- What you need to do -
Every record shown below is to be output exactly.

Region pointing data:
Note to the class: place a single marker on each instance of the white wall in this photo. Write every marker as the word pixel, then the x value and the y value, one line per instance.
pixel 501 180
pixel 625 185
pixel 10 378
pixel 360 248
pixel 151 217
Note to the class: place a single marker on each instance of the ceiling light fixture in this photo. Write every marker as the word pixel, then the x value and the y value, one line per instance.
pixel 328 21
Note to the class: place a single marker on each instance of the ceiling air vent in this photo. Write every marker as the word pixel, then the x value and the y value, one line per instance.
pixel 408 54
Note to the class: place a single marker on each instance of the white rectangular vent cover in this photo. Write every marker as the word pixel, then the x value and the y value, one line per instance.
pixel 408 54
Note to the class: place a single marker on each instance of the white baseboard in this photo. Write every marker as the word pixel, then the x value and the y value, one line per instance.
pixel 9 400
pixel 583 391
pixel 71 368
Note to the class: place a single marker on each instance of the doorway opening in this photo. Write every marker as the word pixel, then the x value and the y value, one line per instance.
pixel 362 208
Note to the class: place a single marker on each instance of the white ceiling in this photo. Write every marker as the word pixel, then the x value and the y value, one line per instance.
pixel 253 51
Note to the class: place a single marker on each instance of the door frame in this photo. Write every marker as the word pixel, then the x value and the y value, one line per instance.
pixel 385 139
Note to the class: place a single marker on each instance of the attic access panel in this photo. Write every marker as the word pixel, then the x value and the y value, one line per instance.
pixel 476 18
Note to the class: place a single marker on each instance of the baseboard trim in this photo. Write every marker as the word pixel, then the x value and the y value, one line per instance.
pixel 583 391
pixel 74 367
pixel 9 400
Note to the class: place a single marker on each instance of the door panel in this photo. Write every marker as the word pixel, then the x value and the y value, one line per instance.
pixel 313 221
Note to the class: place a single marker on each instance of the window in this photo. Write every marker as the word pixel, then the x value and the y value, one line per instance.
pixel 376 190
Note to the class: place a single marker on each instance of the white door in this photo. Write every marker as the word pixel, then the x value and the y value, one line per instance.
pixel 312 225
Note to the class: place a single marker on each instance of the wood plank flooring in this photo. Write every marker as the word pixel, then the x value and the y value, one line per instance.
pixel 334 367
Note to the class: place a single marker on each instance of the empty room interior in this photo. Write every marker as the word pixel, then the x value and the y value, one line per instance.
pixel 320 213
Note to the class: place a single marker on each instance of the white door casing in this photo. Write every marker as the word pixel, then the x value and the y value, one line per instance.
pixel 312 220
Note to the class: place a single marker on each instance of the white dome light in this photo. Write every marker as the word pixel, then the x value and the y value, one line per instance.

- Solution to this task -
Note to the class: place a single marker on each instance of the white wall in this photo. Write every marker as the word pixel, then the x value and the y value, one line per instance.
pixel 501 180
pixel 625 185
pixel 10 378
pixel 360 248
pixel 151 217
Note to the class: place a single marker on each instance of the ceiling light fixture in this photo. Write every marker as the word pixel, then the x value and the y value, one line per instance.
pixel 328 21
Note to the class: place a single marker on each instance of the ceiling air vent in this photo. Write every marker as the word pixel, then the x value and the y value, one line per instance.
pixel 408 54
Note to the class: place a single marker on each instance of the white rectangular vent cover in this photo. Write every marker as the word pixel, then the x value and the y value, one line per instance.
pixel 408 54
Note to the class: place a single marker on each instance of the white baseboard in this photo. Write every marker as the word pixel, then the x value and the y value, one line per instance.
pixel 9 400
pixel 583 391
pixel 71 368
Note to the class: place a single marker on each instance of the doorway opening in this photo. Write every marker as the word pixel, then the x value and the y value, one line per instance.
pixel 362 208
Note to the class: place a single marker on each instance of the white ceiling in this photo. Write every marker as the word pixel, then the x value and the y value, one line per instance.
pixel 253 51
Note to the class: place a single marker on each instance of the door frame in this photo. Write every marker as the word pixel, then the x value and the y value, one line per instance.
pixel 385 139
Note to the class: place a single marker on each instance of the attic access panel in this photo. Write every marker as the word pixel, then the x value and the y value, one line per instance.
pixel 476 18
Note to the class: place a single marker on each instance of the baseboard trim in this photo. Write every marker as the word pixel, then the x value and the y value, one line per instance.
pixel 583 391
pixel 74 367
pixel 9 400
Note to the class: place a single marker on each instance of the door panel in this photo. Write every marker as the word pixel, then the x value and the y value, one line per instance.
pixel 313 221
Note to the class: place a single marker on each instance of the window in this photo. Write every marker as the word pixel, then the x value and the y value, one line per instance.
pixel 376 190
Note to the class: place a single marker on each instance of the white door in this photo. Write every marker as the word pixel, then the x value and the y value, one line per instance.
pixel 312 225
Note to the class: place a single marker on each instance of the wood plank flooring in this photo. Write every marker as the word pixel, then the x value and the y value, one line per instance.
pixel 334 367
Note to the class: place a single marker on each instance of the empty room interior in this photo. Write every marker as the word pixel, then the x value and the y value, one line per instance.
pixel 320 213
Note to the class: place a single marker on each instance of the white door casing in this photo. Write every marker as the word pixel, then the x value and the y value, one line per instance.
pixel 312 220
Note to the class: place a single marker on each instance of the white dome light in this photo. Write every marker as the word pixel, then the x value and the y value, one line per instance.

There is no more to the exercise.